— Start of QUOTED PASSAGE —

Nice looking GTO. DRIVE it and ENJOY it!!!


----------



## ricknkjo (Oct 12, 2013)

Finally got to drive the 66 for the first on Sunday morning to the grocery store and all went smooth. After changing the brake booster, master cylinder, front flex lines, rear wheels cylinders, and flushing oh so old fluid out the brakes worked. So this week it is off to the muffler shop for all new exhaust.


----------



## chuckha62 (Apr 5, 2010)

ricknkjo said:


> Finally got to drive the 66 for the first on Sunday morning to the grocery store and all went smooth. After changing the brake booster, master cylinder, front flex lines, rear wheels cylinders, and flushing oh so old fluid out the brakes worked. So this week it is off to the muffler shop for all new exhaust.


Excellent. That's good to hear. How'd she run?


----------



## ricknkjo (Oct 12, 2013)

— End of QUOTED PASSAGE —
— Start of RAW DATA —

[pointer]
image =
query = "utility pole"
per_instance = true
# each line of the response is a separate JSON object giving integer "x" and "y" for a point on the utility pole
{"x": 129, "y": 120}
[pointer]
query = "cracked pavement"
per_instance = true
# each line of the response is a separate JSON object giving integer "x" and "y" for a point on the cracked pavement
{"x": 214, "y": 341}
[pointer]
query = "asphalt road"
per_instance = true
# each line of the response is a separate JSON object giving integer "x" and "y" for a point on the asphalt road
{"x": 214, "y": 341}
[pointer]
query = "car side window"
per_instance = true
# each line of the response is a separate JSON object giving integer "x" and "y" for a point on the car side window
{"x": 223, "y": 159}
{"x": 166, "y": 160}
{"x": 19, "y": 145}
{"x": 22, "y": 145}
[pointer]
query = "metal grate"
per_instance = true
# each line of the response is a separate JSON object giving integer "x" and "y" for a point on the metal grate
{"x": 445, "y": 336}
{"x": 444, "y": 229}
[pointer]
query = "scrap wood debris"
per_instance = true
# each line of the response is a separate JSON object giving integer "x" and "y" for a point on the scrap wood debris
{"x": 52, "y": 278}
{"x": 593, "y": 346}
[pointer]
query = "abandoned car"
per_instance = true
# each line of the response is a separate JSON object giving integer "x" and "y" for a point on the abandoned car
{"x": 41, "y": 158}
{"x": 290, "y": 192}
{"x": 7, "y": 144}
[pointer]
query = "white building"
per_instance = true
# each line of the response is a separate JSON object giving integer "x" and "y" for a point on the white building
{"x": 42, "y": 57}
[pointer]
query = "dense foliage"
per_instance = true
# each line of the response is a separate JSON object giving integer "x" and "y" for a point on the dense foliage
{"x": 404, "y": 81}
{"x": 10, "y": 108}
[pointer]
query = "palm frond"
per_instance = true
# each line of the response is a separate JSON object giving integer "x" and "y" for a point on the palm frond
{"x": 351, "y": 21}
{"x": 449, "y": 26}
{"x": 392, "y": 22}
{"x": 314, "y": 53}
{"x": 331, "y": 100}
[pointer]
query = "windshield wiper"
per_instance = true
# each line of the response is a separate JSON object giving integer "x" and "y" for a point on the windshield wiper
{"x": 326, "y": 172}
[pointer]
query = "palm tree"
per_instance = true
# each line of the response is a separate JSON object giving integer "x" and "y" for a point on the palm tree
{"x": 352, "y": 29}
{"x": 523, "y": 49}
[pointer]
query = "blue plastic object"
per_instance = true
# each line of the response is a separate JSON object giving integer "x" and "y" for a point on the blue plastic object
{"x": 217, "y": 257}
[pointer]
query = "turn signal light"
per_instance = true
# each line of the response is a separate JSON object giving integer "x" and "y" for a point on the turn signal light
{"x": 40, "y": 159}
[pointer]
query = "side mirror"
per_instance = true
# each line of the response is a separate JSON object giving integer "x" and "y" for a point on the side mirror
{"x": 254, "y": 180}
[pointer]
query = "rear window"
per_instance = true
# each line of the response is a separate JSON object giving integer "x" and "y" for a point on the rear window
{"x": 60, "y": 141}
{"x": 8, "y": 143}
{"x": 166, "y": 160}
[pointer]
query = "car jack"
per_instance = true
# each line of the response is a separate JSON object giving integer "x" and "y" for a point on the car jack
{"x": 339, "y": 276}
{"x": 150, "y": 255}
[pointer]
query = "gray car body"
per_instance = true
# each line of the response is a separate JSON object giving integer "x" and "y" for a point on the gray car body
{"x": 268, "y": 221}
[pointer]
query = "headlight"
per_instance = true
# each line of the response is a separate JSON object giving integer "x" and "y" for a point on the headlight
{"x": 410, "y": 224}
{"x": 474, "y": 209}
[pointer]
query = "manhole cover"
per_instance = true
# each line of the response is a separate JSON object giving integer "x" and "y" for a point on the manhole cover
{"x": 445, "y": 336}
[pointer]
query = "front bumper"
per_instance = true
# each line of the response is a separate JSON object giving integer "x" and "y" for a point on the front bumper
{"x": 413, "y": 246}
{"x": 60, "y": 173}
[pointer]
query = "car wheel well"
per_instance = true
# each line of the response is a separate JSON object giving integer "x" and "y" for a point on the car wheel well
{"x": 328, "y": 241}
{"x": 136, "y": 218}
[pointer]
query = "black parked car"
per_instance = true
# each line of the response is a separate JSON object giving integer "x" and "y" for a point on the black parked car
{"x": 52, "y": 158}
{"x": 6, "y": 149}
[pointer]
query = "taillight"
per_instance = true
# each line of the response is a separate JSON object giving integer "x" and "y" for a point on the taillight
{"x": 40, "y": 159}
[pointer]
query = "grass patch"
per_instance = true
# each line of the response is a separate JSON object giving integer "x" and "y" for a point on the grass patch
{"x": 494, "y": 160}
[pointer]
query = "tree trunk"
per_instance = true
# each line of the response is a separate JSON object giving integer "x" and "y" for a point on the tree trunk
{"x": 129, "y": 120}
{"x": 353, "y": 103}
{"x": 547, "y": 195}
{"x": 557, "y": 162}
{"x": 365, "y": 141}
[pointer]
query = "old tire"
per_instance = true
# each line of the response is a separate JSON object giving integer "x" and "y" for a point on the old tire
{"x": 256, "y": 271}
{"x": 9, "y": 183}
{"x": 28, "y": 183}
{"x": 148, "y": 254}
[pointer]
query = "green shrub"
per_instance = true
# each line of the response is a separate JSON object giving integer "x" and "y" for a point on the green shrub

— End of RAW DATA —

• [DIRECTIONS]:
**A)** Copy each line of the records that contains the word "pole".
**B)** Write the next part of the forum thread about the brake work on the 66, picking up from its last line.

• [TASK RESULTS]:
**A)**
query = "utility pole"
# each line of the response is a separate JSON object giving integer "x" and "y" for a point on the utility pole

**B)**
The car ran great and tomorrow morning to the muffler shop for the new exhaust and then I will just drive it for a while to make sure everything works well.


----------



## geeteeohguy (Feb 2, 2008)

The more you drive it, the more you'll like it. It kind of gets addictive.


----------



## ricknkjo (Oct 12, 2013)

It is at the muffler shop today getting all new exhaust going with the 3 chamber Flow masters.


----------



## geeteeohguy (Feb 2, 2008)

I HATE Flowmasters. The drone and noise gets tiresome very quickly. I still like your car, though!


----------



## chuckha62 (Apr 5, 2010)

Three chambers should be nice. Two chambers on my Nova sounded badass but was too loud, I have to admit.

It's at Franklin's right? I'm out and about in my car today... 

edit: I was in that area and looked for your car, but didn't see it. How's it sound?


----------



## ricknkjo (Oct 12, 2013)

I did have the car at Johnny Franklin's dropped it off at 8 and put on the trailer at about 2 or so and back to work. I have not had much time to drive the car yet as I was at SEMA for 3 days and then in Key West for the last days days. But from the short time driving the car so far I think it sounds great with the 3 chamber Flow masters no drone on the freeway but a nice rumble at idle and when on the throttle. My 65' Falcon has 2 chamber Flow masters and they do have a drone but in that car they are perfect.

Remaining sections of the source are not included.